[WORK TO COMPLETE]
Convert every line of the data below into a JSON array of strings, one string per line, and leave out blank lines.

↓

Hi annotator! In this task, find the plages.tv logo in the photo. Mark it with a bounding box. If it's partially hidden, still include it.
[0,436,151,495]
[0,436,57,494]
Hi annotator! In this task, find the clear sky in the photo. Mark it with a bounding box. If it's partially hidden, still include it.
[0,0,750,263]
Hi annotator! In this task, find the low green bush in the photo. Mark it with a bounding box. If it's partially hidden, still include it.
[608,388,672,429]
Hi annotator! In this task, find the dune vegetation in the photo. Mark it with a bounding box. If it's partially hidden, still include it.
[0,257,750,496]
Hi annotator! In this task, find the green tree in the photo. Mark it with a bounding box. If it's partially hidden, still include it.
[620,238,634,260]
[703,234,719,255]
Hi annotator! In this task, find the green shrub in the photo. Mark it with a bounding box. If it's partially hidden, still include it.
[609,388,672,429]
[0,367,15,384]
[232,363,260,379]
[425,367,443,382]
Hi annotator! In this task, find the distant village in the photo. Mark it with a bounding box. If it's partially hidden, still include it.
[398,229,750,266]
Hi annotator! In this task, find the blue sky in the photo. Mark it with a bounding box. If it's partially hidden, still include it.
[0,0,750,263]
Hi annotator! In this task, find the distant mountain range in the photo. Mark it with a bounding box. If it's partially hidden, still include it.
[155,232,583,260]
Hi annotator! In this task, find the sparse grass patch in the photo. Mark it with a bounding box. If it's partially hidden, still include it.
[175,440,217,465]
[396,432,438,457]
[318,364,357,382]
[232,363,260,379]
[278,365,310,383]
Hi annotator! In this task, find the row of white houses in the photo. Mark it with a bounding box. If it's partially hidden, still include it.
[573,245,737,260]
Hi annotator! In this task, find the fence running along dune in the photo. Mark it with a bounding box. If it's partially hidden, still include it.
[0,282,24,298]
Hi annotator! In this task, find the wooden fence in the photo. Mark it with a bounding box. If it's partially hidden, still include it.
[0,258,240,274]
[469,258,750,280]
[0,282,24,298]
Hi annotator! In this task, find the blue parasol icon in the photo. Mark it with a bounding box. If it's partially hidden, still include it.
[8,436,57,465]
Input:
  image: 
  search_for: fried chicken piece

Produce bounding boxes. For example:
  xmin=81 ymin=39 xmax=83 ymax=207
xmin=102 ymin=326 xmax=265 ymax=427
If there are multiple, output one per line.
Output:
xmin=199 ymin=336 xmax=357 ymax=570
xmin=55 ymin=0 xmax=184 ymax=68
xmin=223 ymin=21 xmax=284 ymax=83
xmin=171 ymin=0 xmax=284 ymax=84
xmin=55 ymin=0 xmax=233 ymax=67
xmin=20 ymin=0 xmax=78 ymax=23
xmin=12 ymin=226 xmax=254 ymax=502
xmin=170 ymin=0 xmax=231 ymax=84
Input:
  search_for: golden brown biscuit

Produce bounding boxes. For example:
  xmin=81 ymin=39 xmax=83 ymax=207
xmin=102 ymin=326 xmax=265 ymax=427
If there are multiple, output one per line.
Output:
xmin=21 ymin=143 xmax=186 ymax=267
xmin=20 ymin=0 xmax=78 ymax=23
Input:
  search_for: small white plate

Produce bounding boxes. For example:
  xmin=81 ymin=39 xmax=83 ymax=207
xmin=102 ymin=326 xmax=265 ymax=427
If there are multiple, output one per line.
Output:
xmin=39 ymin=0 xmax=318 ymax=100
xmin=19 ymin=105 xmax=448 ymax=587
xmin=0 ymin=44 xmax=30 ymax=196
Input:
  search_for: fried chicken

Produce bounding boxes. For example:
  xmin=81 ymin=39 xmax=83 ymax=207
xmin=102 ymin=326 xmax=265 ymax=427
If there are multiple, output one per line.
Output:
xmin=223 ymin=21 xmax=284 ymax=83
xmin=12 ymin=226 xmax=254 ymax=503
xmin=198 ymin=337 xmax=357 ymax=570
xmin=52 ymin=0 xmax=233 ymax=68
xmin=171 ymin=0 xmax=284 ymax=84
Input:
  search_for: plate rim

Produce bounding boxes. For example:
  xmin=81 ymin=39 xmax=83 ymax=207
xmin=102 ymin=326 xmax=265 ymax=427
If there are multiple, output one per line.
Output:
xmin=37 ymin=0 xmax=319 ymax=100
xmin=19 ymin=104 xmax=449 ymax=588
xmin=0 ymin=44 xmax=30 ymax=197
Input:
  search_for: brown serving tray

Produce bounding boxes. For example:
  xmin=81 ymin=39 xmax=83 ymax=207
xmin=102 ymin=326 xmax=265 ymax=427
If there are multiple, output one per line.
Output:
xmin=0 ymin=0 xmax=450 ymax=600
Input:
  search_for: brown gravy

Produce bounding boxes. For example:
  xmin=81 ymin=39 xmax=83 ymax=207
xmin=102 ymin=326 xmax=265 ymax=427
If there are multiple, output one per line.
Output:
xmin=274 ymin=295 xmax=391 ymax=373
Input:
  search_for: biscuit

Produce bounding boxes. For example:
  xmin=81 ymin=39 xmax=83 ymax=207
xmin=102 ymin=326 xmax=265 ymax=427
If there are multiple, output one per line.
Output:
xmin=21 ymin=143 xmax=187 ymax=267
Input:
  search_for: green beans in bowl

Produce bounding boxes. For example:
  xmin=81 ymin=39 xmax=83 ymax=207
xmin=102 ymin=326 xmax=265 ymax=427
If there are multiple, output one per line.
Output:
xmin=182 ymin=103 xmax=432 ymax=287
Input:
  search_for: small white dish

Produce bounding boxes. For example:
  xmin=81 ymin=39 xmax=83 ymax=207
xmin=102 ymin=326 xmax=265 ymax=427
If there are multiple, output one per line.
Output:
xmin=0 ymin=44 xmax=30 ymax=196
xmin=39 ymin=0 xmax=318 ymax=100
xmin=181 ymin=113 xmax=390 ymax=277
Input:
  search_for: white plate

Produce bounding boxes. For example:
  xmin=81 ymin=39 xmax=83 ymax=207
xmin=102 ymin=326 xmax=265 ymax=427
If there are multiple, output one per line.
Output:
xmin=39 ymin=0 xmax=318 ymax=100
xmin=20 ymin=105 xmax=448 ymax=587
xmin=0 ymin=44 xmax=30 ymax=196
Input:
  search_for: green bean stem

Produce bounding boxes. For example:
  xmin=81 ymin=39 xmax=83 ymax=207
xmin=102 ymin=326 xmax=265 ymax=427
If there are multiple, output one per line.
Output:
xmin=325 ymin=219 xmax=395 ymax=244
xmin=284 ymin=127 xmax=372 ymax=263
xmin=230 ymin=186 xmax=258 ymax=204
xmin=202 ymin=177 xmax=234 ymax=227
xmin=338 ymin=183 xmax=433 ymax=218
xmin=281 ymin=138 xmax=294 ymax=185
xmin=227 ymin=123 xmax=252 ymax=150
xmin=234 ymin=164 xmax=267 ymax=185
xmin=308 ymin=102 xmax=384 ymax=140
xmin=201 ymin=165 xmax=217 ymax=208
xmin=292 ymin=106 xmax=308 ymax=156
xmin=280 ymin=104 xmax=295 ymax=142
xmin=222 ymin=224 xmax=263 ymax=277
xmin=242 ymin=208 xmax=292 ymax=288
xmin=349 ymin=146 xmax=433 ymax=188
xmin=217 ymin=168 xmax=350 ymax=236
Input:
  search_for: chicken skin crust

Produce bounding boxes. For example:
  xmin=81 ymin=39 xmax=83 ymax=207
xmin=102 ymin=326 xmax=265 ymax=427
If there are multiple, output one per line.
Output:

↑

[TASK SOLUTION]
[
  "Hi annotator! In this task, find the plages.tv logo in the photo. Mark it with a bounding box. If it's partially hidden, still include it.",
  "[0,436,151,495]",
  "[0,436,57,494]",
  "Hi annotator! In this task, find the clear sky in the photo. Mark it with a bounding box. If it's partially hidden, still include it.",
  "[0,0,750,263]",
  "Hi annotator! In this task, find the low green bush in the photo. Mark it with a bounding box. If it's partially hidden, still include it.",
  "[608,388,672,429]",
  "Hi annotator! In this task, find the dune vegetation in the photo. Mark it with a bounding box. If it's partially hidden, still include it.",
  "[0,257,750,496]",
  "Hi annotator! In this task, find the green tree in the photo. Mark it with a bounding box. If it's partially hidden, still include it.",
  "[620,238,634,260]",
  "[703,234,719,255]",
  "Hi annotator! In this task, find the green shrub in the photo. Mark it with a bounding box. If it's partially hidden, still include it.",
  "[609,388,672,429]",
  "[0,367,15,384]",
  "[232,363,260,379]",
  "[425,367,443,382]",
  "Hi annotator! In this task, find the distant village in the photo. Mark it with a bounding box. If it's partially hidden, still include it.",
  "[398,229,750,266]",
  "Hi annotator! In this task, find the blue sky in the photo. Mark it with a bounding box. If it's partially hidden, still include it.",
  "[0,0,750,263]",
  "Hi annotator! In this task, find the distant mountain range in the photo. Mark it with a bounding box. If it's partially hidden, still include it.",
  "[155,232,583,260]",
  "Hi annotator! In this task, find the sparse grass patch in the photo. Mark it with a bounding box. If it's partially hidden, still include it.",
  "[175,440,217,465]",
  "[396,432,438,457]",
  "[318,364,357,382]",
  "[232,363,260,379]",
  "[278,365,310,383]",
  "Hi annotator! In this task, find the row of white houses in the photo. Mark it with a bounding box. If it's partially hidden, still include it.",
  "[573,245,737,260]",
  "Hi annotator! In this task, find the fence running along dune in the photo. Mark it with a bounding box. If it's partially hidden, still include it.",
  "[0,282,24,298]",
  "Hi annotator! In this task, find the wooden fence in the photo. Mark it with a bounding box. If it's partially hidden, still include it.",
  "[0,258,240,274]",
  "[469,258,750,280]",
  "[0,282,24,298]",
  "Hi annotator! In this task, find the blue parasol icon in the photo. Mark it with a bounding box. If it's partially hidden, still include it.",
  "[8,436,57,465]",
  "Input:",
  "  image: ",
  "  search_for: fried chicken piece",
  "Produce bounding boxes. For example:",
  "  xmin=81 ymin=39 xmax=83 ymax=207",
  "xmin=102 ymin=326 xmax=265 ymax=427",
  "If there are multiple, output one per line.",
  "Output:",
  "xmin=199 ymin=336 xmax=357 ymax=570",
  "xmin=55 ymin=0 xmax=184 ymax=68",
  "xmin=223 ymin=21 xmax=284 ymax=83",
  "xmin=171 ymin=0 xmax=284 ymax=84",
  "xmin=55 ymin=0 xmax=233 ymax=67",
  "xmin=20 ymin=0 xmax=78 ymax=23",
  "xmin=12 ymin=226 xmax=254 ymax=502",
  "xmin=170 ymin=0 xmax=231 ymax=84",
  "Input:",
  "  search_for: golden brown biscuit",
  "Produce bounding boxes. For example:",
  "  xmin=81 ymin=39 xmax=83 ymax=207",
  "xmin=102 ymin=326 xmax=265 ymax=427",
  "If there are multiple, output one per line.",
  "Output:",
  "xmin=21 ymin=143 xmax=186 ymax=267",
  "xmin=20 ymin=0 xmax=78 ymax=23",
  "Input:",
  "  search_for: small white plate",
  "Produce bounding boxes. For example:",
  "  xmin=81 ymin=39 xmax=83 ymax=207",
  "xmin=102 ymin=326 xmax=265 ymax=427",
  "If there are multiple, output one per line.",
  "Output:",
  "xmin=39 ymin=0 xmax=318 ymax=100",
  "xmin=19 ymin=105 xmax=448 ymax=587",
  "xmin=0 ymin=44 xmax=30 ymax=196",
  "Input:",
  "  search_for: fried chicken",
  "Produce bounding boxes. For example:",
  "  xmin=81 ymin=39 xmax=83 ymax=207",
  "xmin=102 ymin=326 xmax=265 ymax=427",
  "If there are multiple, output one per line.",
  "Output:",
  "xmin=223 ymin=21 xmax=284 ymax=83",
  "xmin=12 ymin=226 xmax=254 ymax=503",
  "xmin=198 ymin=337 xmax=357 ymax=570",
  "xmin=52 ymin=0 xmax=233 ymax=68",
  "xmin=171 ymin=0 xmax=284 ymax=84",
  "Input:",
  "  search_for: plate rim",
  "Produce bounding boxes. For example:",
  "  xmin=81 ymin=39 xmax=83 ymax=207",
  "xmin=102 ymin=326 xmax=265 ymax=427",
  "If there are multiple, output one per line.",
  "Output:",
  "xmin=37 ymin=0 xmax=319 ymax=100",
  "xmin=19 ymin=104 xmax=449 ymax=588",
  "xmin=0 ymin=44 xmax=30 ymax=197",
  "Input:",
  "  search_for: brown serving tray",
  "Produce bounding boxes. For example:",
  "  xmin=81 ymin=39 xmax=83 ymax=207",
  "xmin=102 ymin=326 xmax=265 ymax=427",
  "If there are multiple, output one per line.",
  "Output:",
  "xmin=0 ymin=0 xmax=450 ymax=600",
  "Input:",
  "  search_for: brown gravy",
  "Produce bounding boxes. For example:",
  "  xmin=81 ymin=39 xmax=83 ymax=207",
  "xmin=102 ymin=326 xmax=265 ymax=427",
  "If there are multiple, output one per line.",
  "Output:",
  "xmin=274 ymin=295 xmax=391 ymax=373",
  "Input:",
  "  search_for: biscuit",
  "Produce bounding boxes. For example:",
  "  xmin=81 ymin=39 xmax=83 ymax=207",
  "xmin=102 ymin=326 xmax=265 ymax=427",
  "If there are multiple, output one per line.",
  "Output:",
  "xmin=21 ymin=143 xmax=187 ymax=267",
  "Input:",
  "  search_for: green beans in bowl",
  "Produce bounding boxes. For example:",
  "  xmin=81 ymin=39 xmax=83 ymax=207",
  "xmin=102 ymin=326 xmax=265 ymax=427",
  "If there are multiple, output one per line.",
  "Output:",
  "xmin=182 ymin=103 xmax=432 ymax=287",
  "Input:",
  "  search_for: small white dish",
  "Produce bounding boxes. For example:",
  "  xmin=81 ymin=39 xmax=83 ymax=207",
  "xmin=102 ymin=326 xmax=265 ymax=427",
  "If there are multiple, output one per line.",
  "Output:",
  "xmin=0 ymin=44 xmax=30 ymax=196",
  "xmin=39 ymin=0 xmax=318 ymax=100",
  "xmin=181 ymin=113 xmax=390 ymax=277",
  "Input:",
  "  search_for: white plate",
  "Produce bounding boxes. For example:",
  "  xmin=81 ymin=39 xmax=83 ymax=207",
  "xmin=102 ymin=326 xmax=265 ymax=427",
  "If there are multiple, output one per line.",
  "Output:",
  "xmin=39 ymin=0 xmax=318 ymax=100",
  "xmin=20 ymin=105 xmax=448 ymax=587",
  "xmin=0 ymin=44 xmax=30 ymax=196",
  "Input:",
  "  search_for: green bean stem",
  "Produce bounding boxes. For example:",
  "  xmin=81 ymin=39 xmax=83 ymax=207",
  "xmin=102 ymin=326 xmax=265 ymax=427",
  "If there are multiple, output one per line.",
  "Output:",
  "xmin=325 ymin=219 xmax=395 ymax=244",
  "xmin=284 ymin=127 xmax=372 ymax=263",
  "xmin=230 ymin=186 xmax=258 ymax=204",
  "xmin=202 ymin=177 xmax=234 ymax=227",
  "xmin=338 ymin=183 xmax=433 ymax=218",
  "xmin=281 ymin=138 xmax=294 ymax=185",
  "xmin=227 ymin=123 xmax=252 ymax=150",
  "xmin=234 ymin=164 xmax=267 ymax=185",
  "xmin=308 ymin=102 xmax=384 ymax=140",
  "xmin=201 ymin=165 xmax=217 ymax=208",
  "xmin=292 ymin=106 xmax=308 ymax=156",
  "xmin=280 ymin=104 xmax=295 ymax=142",
  "xmin=222 ymin=224 xmax=263 ymax=277",
  "xmin=242 ymin=208 xmax=292 ymax=288",
  "xmin=349 ymin=146 xmax=433 ymax=188",
  "xmin=217 ymin=168 xmax=350 ymax=236",
  "Input:",
  "  search_for: chicken skin crust",
  "Produce bounding boxes. For example:",
  "  xmin=81 ymin=39 xmax=83 ymax=207",
  "xmin=102 ymin=326 xmax=265 ymax=427",
  "If there are multiple, output one per line.",
  "Output:"
]